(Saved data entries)

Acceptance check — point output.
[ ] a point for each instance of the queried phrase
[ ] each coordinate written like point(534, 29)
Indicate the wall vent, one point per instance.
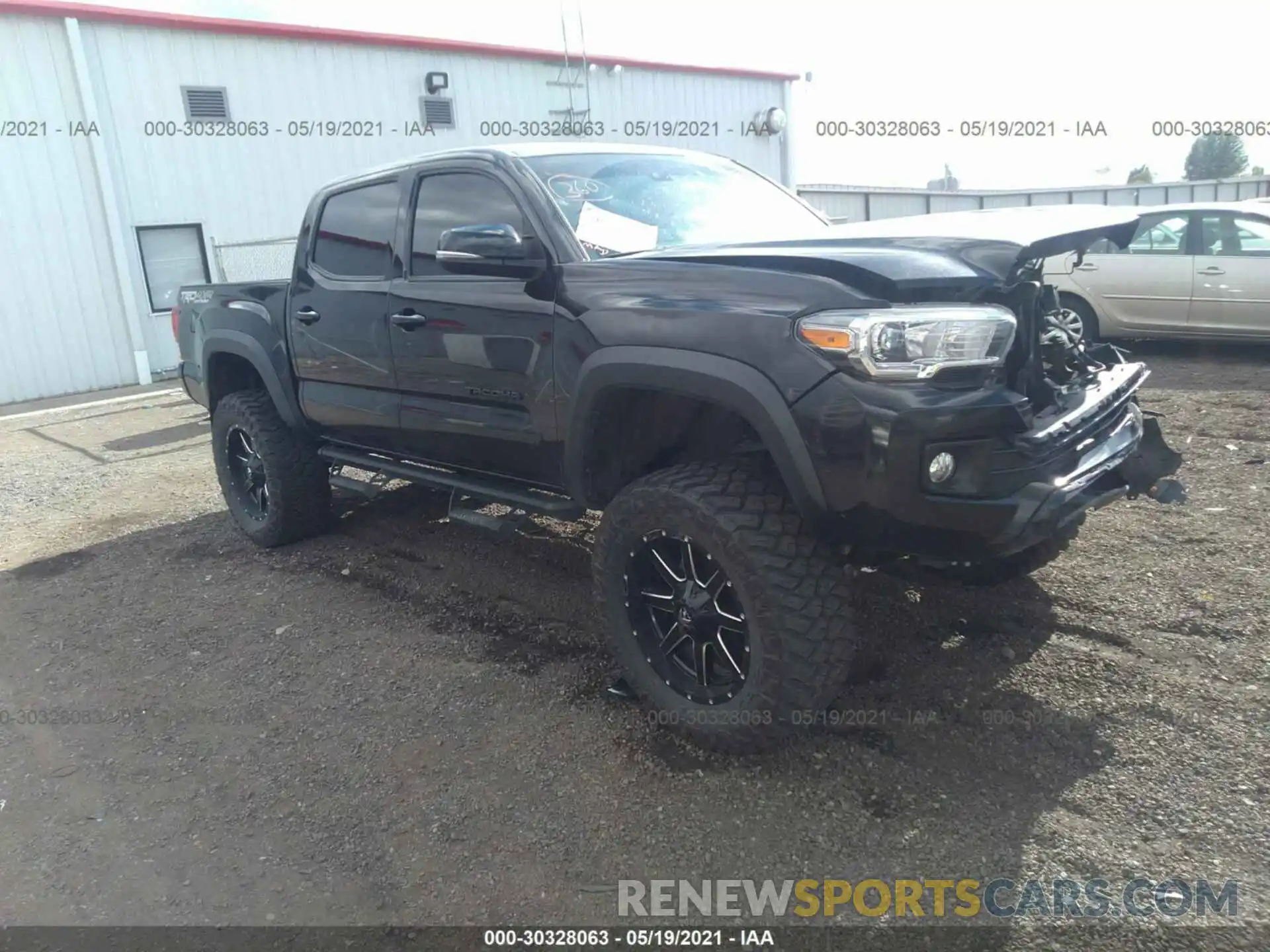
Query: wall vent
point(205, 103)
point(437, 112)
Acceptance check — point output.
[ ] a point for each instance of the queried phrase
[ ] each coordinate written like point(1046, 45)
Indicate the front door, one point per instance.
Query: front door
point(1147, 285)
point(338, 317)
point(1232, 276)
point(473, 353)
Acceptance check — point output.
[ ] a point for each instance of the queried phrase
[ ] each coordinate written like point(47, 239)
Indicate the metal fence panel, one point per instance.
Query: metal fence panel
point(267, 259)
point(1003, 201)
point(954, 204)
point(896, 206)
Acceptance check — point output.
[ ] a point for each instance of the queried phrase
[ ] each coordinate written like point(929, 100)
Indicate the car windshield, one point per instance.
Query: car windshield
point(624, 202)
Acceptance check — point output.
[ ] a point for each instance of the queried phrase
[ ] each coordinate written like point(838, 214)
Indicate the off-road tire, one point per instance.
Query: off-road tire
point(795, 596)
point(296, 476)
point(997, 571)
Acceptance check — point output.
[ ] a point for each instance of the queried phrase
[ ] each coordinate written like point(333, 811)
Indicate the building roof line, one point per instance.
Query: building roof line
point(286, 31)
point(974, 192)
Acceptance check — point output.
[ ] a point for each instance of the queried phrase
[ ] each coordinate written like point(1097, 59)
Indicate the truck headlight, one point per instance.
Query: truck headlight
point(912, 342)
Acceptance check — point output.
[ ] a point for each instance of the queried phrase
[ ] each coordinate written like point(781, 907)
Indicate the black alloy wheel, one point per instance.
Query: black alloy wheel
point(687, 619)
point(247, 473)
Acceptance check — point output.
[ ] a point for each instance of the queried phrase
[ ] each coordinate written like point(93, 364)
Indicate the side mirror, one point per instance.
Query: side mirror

WORK INSTRUCTION >>
Word for word, restate the lines above from the line containing "[ ] each coordinate written like point(838, 214)" through the line containing "[ ] each coordinate written like point(333, 811)", with both included and nothing else.

RESPONSE AREA >>
[ ] each coordinate written like point(838, 214)
Indicate the off-road tire, one point per instance.
Query: off-road tire
point(795, 596)
point(296, 476)
point(997, 571)
Acceptance check — point output.
[ ] a point for each instance of the queried phrase
[ ] each coordinate written like point(333, 811)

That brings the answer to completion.